Shape labeling items
○ ○ ○
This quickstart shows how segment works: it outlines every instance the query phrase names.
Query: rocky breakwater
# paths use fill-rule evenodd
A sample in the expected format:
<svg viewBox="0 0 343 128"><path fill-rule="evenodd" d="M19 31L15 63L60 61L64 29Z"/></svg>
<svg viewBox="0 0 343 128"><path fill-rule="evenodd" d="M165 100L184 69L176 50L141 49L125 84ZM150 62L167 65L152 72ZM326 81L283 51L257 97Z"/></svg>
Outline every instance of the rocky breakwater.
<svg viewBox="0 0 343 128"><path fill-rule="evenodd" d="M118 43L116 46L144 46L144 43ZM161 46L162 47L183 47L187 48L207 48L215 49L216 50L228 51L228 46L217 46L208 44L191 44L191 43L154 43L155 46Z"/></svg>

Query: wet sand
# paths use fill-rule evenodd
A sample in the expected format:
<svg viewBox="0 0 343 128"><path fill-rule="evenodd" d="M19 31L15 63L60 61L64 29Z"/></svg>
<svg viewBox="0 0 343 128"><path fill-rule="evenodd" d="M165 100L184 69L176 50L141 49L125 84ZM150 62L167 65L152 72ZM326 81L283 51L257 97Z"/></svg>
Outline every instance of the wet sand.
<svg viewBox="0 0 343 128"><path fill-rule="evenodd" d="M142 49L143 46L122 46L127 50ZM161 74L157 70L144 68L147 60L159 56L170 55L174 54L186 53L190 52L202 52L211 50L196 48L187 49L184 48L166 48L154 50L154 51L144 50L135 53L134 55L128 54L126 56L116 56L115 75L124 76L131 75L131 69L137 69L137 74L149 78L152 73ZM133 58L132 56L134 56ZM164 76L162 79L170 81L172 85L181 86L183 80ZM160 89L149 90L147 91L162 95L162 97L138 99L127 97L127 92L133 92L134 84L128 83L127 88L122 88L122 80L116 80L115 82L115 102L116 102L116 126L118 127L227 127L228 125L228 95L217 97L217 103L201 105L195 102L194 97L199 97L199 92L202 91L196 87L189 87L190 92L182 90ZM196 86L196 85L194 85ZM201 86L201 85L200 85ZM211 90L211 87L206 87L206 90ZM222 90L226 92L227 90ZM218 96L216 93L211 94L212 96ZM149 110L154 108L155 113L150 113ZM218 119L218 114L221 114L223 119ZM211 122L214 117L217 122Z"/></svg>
○ ○ ○
> **GIVEN PROBLEM**
Reproduce every line of the items above word for word, changing nothing.

> **RESPONSE**
This quickstart shows how segment works: it outlines every instance the query phrase names.
Query: rocky breakwater
# paths use fill-rule evenodd
A sample in the expected format:
<svg viewBox="0 0 343 128"><path fill-rule="evenodd" d="M19 31L15 63L60 61L64 29Z"/></svg>
<svg viewBox="0 0 343 128"><path fill-rule="evenodd" d="M165 100L184 69L176 50L141 49L125 84ZM150 62L167 65L152 72ZM326 81L283 51L257 97Z"/></svg>
Outline every instance of the rocky breakwater.
<svg viewBox="0 0 343 128"><path fill-rule="evenodd" d="M118 43L116 46L144 46L144 43ZM161 46L162 47L183 47L187 48L207 48L215 49L216 50L228 51L228 46L217 46L208 44L191 44L191 43L154 43L155 46Z"/></svg>

Query: wet sand
# paths use fill-rule evenodd
A sample in the expected format:
<svg viewBox="0 0 343 128"><path fill-rule="evenodd" d="M19 31L15 63L60 61L64 29Z"/></svg>
<svg viewBox="0 0 343 128"><path fill-rule="evenodd" d="M165 100L184 69L176 50L141 49L125 84ZM150 62L167 65L152 72ZM326 81L283 51L257 97Z"/></svg>
Outline every instance of the wet sand.
<svg viewBox="0 0 343 128"><path fill-rule="evenodd" d="M142 49L143 46L122 46L127 50ZM161 74L157 70L144 68L147 60L159 56L170 55L174 54L186 53L190 52L202 52L211 50L196 48L187 49L184 48L166 48L154 50L154 51L144 50L135 53L134 55L128 54L126 56L116 56L115 75L124 76L131 75L131 69L137 69L137 74L149 78L152 73ZM133 58L132 56L134 56ZM164 76L162 79L170 81L172 85L181 86L183 80ZM160 89L149 90L147 91L162 95L162 97L138 99L127 97L127 92L133 92L134 84L128 83L127 88L122 88L122 80L116 80L115 82L115 102L116 102L116 126L118 127L227 127L228 125L228 95L217 97L217 103L201 105L195 102L194 97L199 97L199 92L202 91L196 87L189 87L190 92L182 90ZM196 86L196 85L194 85ZM201 86L201 85L200 85ZM211 90L211 87L206 87L206 90ZM222 90L226 92L227 90ZM218 96L216 93L211 94L212 96ZM149 110L154 108L155 113L150 113ZM218 119L218 114L221 114L223 119ZM211 122L214 117L217 122Z"/></svg>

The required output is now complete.